* [What you will do] Find each line in the listing below that contains the word "wall", and copy those lines in full. Case counts.

* [Entries shown]
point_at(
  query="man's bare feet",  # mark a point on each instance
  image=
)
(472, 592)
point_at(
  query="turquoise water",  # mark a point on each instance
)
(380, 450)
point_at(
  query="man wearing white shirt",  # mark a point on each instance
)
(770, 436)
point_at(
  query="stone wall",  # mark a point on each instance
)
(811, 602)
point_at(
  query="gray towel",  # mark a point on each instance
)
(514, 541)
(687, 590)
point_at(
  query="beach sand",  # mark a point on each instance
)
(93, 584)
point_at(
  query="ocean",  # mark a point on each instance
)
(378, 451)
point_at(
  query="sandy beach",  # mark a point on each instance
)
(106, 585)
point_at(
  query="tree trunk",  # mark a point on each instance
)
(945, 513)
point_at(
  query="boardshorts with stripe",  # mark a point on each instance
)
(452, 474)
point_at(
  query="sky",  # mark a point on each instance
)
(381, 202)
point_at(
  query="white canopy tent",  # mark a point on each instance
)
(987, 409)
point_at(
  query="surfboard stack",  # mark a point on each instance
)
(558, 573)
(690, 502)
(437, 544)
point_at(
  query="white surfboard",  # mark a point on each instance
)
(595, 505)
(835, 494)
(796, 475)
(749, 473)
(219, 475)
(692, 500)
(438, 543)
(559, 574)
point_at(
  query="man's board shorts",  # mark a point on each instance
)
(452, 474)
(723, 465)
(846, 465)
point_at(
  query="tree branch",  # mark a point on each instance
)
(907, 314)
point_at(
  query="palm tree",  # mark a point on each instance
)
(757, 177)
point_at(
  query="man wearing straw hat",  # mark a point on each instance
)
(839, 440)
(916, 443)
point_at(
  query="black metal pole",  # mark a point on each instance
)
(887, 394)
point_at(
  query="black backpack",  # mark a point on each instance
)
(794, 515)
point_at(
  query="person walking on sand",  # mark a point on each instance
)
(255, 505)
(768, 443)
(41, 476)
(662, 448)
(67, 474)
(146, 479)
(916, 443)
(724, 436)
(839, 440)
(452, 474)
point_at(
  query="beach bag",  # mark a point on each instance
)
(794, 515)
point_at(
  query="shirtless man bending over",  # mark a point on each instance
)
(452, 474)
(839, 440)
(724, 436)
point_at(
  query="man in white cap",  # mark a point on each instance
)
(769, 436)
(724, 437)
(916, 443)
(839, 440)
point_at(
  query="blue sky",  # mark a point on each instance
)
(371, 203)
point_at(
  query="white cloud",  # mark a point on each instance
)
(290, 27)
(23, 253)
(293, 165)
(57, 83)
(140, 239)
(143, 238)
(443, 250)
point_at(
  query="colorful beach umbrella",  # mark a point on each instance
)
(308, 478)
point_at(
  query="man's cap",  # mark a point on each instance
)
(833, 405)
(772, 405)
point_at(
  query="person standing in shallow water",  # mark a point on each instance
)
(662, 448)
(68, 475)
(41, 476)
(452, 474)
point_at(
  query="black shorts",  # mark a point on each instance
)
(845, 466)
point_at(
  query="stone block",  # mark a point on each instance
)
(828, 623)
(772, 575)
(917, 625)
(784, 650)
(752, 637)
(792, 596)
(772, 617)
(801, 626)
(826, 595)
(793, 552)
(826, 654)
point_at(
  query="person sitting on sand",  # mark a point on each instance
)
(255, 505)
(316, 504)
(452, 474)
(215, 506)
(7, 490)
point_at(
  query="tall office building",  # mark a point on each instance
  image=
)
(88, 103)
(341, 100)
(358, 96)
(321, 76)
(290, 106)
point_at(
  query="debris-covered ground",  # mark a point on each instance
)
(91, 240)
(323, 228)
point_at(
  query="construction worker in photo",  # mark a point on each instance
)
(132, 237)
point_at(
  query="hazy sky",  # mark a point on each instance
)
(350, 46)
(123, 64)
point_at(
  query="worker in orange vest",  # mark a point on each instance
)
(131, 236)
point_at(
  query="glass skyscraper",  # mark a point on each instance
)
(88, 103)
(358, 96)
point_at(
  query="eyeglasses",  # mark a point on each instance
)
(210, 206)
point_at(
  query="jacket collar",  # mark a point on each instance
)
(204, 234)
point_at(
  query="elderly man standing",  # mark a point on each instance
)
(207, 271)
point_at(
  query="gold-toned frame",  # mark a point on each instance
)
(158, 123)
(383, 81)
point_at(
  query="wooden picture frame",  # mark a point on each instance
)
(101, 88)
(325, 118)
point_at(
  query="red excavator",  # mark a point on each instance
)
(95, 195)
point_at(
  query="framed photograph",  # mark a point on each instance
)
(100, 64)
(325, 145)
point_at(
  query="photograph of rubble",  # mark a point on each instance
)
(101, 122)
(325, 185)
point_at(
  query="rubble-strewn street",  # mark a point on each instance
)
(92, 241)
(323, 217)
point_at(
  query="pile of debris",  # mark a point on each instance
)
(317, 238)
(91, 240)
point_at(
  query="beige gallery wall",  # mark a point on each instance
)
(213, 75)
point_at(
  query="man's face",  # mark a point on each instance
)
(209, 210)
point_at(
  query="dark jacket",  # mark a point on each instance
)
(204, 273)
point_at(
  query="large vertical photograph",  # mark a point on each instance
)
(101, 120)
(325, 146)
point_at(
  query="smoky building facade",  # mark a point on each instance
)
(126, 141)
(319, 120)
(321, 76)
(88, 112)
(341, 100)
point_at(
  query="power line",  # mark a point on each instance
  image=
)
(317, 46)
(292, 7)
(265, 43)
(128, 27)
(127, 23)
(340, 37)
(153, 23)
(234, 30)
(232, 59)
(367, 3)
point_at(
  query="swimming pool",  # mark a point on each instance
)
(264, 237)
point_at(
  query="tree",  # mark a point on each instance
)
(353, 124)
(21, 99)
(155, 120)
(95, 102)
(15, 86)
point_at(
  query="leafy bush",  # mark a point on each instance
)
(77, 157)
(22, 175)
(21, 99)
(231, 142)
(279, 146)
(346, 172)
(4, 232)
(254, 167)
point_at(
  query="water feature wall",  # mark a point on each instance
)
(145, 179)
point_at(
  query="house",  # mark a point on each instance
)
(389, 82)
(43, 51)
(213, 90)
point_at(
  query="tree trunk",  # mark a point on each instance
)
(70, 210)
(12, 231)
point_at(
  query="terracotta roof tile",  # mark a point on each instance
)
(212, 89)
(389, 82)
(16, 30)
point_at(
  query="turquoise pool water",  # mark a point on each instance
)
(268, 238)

* [Result]
  query="stone wall",  # mark a point on each instance
  query="beige gallery wall",  # mark a point on each instance
  query="water feature wall",  # mark a point on each instance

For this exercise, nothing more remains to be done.